* [Direction]: Return every line in the records below that contains the string "cloth", treating uppercase and lowercase as distinct.

* [Entries from an annotation dataset]:
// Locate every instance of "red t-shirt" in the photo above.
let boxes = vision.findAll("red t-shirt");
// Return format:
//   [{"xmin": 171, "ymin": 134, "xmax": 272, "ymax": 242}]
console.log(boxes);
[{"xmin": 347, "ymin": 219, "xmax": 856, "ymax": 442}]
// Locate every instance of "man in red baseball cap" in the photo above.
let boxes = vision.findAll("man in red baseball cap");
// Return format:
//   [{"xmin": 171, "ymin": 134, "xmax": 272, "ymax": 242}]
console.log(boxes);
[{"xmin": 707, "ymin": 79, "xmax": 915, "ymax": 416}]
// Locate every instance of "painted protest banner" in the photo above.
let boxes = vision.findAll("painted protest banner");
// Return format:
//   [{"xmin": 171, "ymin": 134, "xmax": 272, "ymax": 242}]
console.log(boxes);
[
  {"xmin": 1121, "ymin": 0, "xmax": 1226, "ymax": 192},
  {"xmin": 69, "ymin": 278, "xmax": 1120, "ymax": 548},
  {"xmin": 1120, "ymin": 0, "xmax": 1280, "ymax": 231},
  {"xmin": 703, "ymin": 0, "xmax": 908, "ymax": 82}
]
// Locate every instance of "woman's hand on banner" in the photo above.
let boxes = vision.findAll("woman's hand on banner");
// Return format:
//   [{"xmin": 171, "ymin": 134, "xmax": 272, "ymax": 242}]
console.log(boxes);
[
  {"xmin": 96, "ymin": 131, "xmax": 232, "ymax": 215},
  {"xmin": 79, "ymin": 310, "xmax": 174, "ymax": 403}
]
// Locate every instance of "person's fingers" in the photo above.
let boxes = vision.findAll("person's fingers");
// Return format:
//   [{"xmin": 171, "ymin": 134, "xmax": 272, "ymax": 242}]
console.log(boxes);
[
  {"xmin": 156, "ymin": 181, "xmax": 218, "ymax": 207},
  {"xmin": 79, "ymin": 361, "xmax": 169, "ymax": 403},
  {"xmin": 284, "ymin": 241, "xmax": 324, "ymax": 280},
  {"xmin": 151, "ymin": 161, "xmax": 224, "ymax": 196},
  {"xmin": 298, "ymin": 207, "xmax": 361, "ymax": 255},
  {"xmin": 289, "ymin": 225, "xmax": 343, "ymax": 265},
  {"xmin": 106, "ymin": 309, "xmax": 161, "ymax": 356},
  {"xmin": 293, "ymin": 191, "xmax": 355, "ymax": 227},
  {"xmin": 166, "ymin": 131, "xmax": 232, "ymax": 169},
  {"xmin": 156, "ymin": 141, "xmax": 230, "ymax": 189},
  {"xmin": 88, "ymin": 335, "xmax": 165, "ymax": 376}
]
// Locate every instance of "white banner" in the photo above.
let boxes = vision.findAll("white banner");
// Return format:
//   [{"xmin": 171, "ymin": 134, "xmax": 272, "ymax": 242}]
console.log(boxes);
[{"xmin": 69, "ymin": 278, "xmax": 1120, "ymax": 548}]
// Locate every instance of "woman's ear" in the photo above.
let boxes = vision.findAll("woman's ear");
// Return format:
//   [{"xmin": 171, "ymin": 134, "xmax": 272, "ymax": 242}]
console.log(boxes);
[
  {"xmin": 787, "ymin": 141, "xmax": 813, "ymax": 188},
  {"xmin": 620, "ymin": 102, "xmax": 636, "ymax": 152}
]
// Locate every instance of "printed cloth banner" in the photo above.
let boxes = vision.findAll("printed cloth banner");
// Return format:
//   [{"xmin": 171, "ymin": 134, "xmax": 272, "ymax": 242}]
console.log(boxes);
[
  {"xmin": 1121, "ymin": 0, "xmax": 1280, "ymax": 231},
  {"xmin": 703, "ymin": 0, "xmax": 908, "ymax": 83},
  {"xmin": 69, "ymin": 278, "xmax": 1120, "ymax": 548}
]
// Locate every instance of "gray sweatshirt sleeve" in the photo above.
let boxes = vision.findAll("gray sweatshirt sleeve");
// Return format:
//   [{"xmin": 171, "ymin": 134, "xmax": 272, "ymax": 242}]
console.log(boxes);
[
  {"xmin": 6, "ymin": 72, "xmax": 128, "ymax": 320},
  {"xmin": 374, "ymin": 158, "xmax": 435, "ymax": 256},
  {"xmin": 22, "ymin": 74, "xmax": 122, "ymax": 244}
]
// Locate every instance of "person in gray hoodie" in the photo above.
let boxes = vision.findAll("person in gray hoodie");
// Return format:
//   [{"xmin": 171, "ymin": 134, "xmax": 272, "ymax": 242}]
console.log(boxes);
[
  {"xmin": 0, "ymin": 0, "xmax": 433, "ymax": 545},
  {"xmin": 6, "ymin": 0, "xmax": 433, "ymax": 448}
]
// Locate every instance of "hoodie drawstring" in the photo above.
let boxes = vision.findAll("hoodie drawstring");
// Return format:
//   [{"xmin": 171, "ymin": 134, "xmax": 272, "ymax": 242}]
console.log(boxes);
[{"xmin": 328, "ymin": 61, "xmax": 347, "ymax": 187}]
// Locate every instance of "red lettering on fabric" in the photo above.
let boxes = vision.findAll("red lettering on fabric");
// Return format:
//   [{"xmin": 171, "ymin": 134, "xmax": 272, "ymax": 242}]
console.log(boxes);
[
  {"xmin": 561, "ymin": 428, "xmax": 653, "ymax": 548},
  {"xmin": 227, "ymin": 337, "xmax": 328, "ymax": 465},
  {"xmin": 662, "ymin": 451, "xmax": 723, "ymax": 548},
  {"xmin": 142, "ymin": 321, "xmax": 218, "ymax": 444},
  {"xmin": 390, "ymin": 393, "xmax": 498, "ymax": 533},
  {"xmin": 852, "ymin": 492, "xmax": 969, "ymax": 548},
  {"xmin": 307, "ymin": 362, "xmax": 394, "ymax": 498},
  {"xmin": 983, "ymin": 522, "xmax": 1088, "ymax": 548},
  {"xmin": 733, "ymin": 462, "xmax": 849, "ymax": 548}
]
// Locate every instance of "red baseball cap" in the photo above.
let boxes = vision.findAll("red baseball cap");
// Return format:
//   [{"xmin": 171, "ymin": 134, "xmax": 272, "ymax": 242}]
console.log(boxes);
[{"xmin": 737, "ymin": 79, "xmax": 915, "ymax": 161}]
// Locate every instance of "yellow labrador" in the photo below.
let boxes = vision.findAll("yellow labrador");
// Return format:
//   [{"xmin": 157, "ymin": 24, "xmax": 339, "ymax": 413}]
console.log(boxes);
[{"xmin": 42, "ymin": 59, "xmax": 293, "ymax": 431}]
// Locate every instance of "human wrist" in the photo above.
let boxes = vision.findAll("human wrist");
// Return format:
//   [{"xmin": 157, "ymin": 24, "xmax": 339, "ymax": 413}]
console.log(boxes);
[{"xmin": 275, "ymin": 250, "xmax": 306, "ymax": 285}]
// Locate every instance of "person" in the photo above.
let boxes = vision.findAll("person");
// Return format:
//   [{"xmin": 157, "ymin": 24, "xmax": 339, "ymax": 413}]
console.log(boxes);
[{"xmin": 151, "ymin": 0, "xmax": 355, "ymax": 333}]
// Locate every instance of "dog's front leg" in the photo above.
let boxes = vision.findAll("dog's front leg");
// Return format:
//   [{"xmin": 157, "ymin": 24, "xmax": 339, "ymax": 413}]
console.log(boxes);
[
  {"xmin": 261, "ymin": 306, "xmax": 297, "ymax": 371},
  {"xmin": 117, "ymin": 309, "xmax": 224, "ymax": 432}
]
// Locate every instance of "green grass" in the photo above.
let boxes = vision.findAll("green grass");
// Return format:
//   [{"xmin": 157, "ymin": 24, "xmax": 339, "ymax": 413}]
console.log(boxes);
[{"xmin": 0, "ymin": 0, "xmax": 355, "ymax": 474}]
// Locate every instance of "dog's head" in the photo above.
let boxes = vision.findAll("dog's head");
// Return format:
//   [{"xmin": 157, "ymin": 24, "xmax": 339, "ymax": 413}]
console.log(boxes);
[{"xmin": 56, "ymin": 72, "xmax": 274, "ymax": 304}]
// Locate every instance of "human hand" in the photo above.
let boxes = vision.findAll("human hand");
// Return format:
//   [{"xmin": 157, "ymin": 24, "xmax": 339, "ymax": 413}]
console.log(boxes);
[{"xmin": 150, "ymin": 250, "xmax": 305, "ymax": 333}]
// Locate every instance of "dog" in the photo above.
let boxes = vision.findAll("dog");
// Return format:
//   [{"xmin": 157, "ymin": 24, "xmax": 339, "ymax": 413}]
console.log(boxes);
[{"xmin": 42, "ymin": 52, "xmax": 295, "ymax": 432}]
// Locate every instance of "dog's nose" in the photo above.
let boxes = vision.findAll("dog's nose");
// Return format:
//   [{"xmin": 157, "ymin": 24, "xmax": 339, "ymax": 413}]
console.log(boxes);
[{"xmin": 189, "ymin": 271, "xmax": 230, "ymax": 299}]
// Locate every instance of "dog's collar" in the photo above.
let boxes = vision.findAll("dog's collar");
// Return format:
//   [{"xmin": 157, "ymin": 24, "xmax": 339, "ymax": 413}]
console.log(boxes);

* [Response to the exercise]:
// Locate every instance of "printed cloth banner" in the photo above.
let boxes = vision.findAll("printed cloth banner");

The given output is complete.